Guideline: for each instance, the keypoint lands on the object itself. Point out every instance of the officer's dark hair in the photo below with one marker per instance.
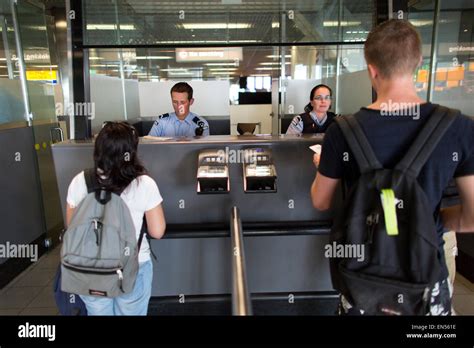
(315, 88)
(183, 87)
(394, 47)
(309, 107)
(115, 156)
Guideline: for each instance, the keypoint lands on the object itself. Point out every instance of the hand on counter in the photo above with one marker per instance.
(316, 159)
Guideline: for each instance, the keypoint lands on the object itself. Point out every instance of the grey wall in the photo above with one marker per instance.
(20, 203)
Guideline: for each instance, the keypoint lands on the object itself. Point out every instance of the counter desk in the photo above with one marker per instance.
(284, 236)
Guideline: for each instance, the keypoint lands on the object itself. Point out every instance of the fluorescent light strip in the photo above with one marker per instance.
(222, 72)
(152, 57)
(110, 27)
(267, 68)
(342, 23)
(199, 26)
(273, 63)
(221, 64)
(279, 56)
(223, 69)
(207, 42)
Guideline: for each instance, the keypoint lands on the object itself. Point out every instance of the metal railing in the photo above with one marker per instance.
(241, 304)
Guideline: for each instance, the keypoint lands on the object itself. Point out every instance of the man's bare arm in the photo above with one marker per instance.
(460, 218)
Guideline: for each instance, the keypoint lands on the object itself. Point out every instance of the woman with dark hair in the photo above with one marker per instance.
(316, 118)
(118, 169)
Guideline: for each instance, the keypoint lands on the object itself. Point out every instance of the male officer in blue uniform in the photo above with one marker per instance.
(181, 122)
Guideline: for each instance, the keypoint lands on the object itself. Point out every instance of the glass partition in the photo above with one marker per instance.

### TASK
Starting at the line that contains "of the man's" and running through the end of the lines, write those lines out again with "marker" swapped for "dot" and nothing else changed.

### SOLUTION
Guideline: for each instance, the keypoint lands on the object itself. Point out every instance of the man's bare arm in the photo above with one dot per instance.
(460, 218)
Guideline: for each instance, the keypoint lands on the object itself. Point out every instance of the woman with dark hair in the photo above with one dot per instance.
(316, 118)
(118, 169)
Guideline: for each instance, the keypoint lands on the object itself. Point out every instance of the male officer in blue uniform in the photo above with one dot per instance.
(181, 122)
Guideline: for each instance, the keypoint lands on the object itself. Point out every instance of the glass partition in the photo above with one dot per instance.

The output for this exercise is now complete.